**Exercise aim:**
Render every item below as a Markdown table with two columns, Row and Entry, numbering each non-blank line in Row and putting the line itself in Entry. Leave out blank lines.

**Supplied data:**
====
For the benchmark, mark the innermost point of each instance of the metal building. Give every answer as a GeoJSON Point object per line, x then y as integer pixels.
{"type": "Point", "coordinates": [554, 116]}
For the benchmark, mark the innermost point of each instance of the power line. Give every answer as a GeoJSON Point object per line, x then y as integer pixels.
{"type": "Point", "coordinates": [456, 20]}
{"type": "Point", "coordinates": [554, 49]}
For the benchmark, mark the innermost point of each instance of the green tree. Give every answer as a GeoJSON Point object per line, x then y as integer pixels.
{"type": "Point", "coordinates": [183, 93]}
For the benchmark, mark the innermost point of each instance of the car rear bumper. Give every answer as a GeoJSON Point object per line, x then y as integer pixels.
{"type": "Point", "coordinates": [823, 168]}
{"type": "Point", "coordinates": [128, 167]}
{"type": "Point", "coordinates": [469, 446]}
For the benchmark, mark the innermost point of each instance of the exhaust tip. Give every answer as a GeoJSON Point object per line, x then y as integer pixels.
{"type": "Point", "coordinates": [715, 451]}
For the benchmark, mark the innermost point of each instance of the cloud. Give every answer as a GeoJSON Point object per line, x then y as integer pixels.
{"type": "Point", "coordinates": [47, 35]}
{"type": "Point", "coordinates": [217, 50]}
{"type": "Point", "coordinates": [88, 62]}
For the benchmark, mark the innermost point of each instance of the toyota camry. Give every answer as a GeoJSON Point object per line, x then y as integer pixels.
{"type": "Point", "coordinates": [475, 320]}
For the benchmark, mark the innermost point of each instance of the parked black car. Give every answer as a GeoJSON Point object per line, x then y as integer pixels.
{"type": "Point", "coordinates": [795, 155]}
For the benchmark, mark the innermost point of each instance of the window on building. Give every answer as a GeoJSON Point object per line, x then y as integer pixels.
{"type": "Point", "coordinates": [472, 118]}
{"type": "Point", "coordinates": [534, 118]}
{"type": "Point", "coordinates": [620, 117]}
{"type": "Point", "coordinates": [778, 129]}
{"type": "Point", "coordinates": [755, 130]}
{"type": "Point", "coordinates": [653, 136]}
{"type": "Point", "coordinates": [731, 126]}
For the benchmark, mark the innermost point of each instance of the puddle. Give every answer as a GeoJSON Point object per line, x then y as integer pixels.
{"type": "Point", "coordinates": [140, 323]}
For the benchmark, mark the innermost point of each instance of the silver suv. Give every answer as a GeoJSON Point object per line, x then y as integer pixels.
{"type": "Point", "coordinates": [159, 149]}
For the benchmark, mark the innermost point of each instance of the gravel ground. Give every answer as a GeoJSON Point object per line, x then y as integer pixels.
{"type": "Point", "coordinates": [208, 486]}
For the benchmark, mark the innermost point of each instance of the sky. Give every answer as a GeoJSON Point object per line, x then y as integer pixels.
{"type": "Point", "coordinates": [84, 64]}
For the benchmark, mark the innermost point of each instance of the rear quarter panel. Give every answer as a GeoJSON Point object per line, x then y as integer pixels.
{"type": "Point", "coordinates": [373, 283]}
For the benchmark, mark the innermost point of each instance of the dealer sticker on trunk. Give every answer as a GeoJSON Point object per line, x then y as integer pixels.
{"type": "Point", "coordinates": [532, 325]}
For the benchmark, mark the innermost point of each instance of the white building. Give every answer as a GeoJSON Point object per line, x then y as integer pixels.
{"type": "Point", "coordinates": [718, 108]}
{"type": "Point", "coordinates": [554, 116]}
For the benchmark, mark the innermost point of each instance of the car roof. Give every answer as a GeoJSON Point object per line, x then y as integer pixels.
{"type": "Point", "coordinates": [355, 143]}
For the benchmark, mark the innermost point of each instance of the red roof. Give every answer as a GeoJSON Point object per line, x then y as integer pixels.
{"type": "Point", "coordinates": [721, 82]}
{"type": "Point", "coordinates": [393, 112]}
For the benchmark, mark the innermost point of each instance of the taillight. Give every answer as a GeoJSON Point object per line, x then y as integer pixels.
====
**Result:**
| Row | Entry |
|---|---|
| 1 | For the benchmark, mark the innermost point of each instance of the metal building. Give every answer as a GeoJSON Point object per line, x then y as integer pixels. |
| 2 | {"type": "Point", "coordinates": [554, 116]} |
| 3 | For the benchmark, mark the innermost point of each instance of the power line. Give every answer as a GeoJSON Point object per line, x then y as integer pixels. |
| 4 | {"type": "Point", "coordinates": [456, 20]} |
| 5 | {"type": "Point", "coordinates": [554, 49]} |
| 6 | For the benchmark, mark the innermost point of each instance of the green tree. Give every answer as a GeoJSON Point object per line, x then y as integer pixels. |
| 7 | {"type": "Point", "coordinates": [183, 93]} |
| 8 | For the benchmark, mark the innermost point of each instance of the car rear bumper. Give every answer as a GeoJSON Point object per line, x then y as integer pixels. |
| 9 | {"type": "Point", "coordinates": [823, 168]} |
| 10 | {"type": "Point", "coordinates": [128, 167]} |
| 11 | {"type": "Point", "coordinates": [469, 446]} |
| 12 | For the benchmark, mark the innermost point of each instance of the exhaust tip. Give every answer as a GeoJSON Point object per line, x then y as integer pixels. |
| 13 | {"type": "Point", "coordinates": [715, 451]} |
| 14 | For the benchmark, mark the innermost point of each instance of the cloud. Give every answer as a GeoJSON Point object per line, x then y as integer pixels. |
| 15 | {"type": "Point", "coordinates": [47, 35]} |
| 16 | {"type": "Point", "coordinates": [217, 50]} |
| 17 | {"type": "Point", "coordinates": [88, 62]} |
| 18 | For the benchmark, mark the innermost point of each instance of the toyota camry. Give every answer as a GeoJSON Point object per line, x then y as integer pixels. |
| 19 | {"type": "Point", "coordinates": [475, 320]} |
| 20 | For the benchmark, mark the innermost point of each instance of the parked black car. Give every answer as a GeoJSON Point object per line, x then y as integer pixels. |
| 21 | {"type": "Point", "coordinates": [795, 155]} |
| 22 | For the benchmark, mark the innermost point of each instance of the window on building. Give every answer as a GeoJSON Point object per line, x then y as integer pixels. |
| 23 | {"type": "Point", "coordinates": [472, 118]} |
| 24 | {"type": "Point", "coordinates": [534, 118]} |
| 25 | {"type": "Point", "coordinates": [620, 117]} |
| 26 | {"type": "Point", "coordinates": [778, 129]} |
| 27 | {"type": "Point", "coordinates": [755, 130]} |
| 28 | {"type": "Point", "coordinates": [653, 136]} |
| 29 | {"type": "Point", "coordinates": [731, 126]} |
| 30 | For the benchmark, mark the innermost point of each instance of the puddle. Give every answer as a GeoJSON Point object per line, x then y as integer pixels. |
| 31 | {"type": "Point", "coordinates": [140, 323]} |
| 32 | For the benchmark, mark the innermost point of each instance of the silver suv. Give every answer as a GeoJSON Point object per line, x then y as integer pixels. |
| 33 | {"type": "Point", "coordinates": [159, 149]} |
| 34 | For the benchmark, mark the innermost point of each instance of the gravel ground. Give every answer as a GeoJSON Point object per line, x then y as integer pixels. |
| 35 | {"type": "Point", "coordinates": [208, 486]} |
| 36 | For the benchmark, mark the innermost point of each instance of the sky. Give every answer as a GeoJSON Point object per line, x then y as integer pixels. |
| 37 | {"type": "Point", "coordinates": [84, 64]} |
| 38 | For the benchmark, mark the innermost point of each instance of the rear quarter panel. Give every answer as a GeoJSON Point object per line, x then y as integer pixels. |
| 39 | {"type": "Point", "coordinates": [373, 283]} |
| 40 | For the benchmark, mark the innermost point of each instance of the dealer sticker on trunk. Give every answer as a GeoJSON Point object per line, x then y as integer pixels. |
| 41 | {"type": "Point", "coordinates": [532, 325]} |
| 42 | For the benchmark, mark the innermost point of each instance of the white building. Give every answer as a GeoJSON Point object per line, x then y as integer pixels. |
| 43 | {"type": "Point", "coordinates": [718, 108]} |
| 44 | {"type": "Point", "coordinates": [554, 116]} |
| 45 | For the benchmark, mark the innermost point of each instance of the car roof. Give every answer as a GeoJSON Point object per line, x then y as integer pixels. |
| 46 | {"type": "Point", "coordinates": [355, 143]} |
| 47 | For the benchmark, mark the innermost point of each instance of the red roof. Give every answer as a GeoJSON Point object per line, x then y as integer pixels. |
| 48 | {"type": "Point", "coordinates": [721, 82]} |
| 49 | {"type": "Point", "coordinates": [393, 112]} |
| 50 | For the benchmark, mark the innermost point of each instance of the taillight. Give every answer as a GeoJSON Point object per line, x then y as integer pixels. |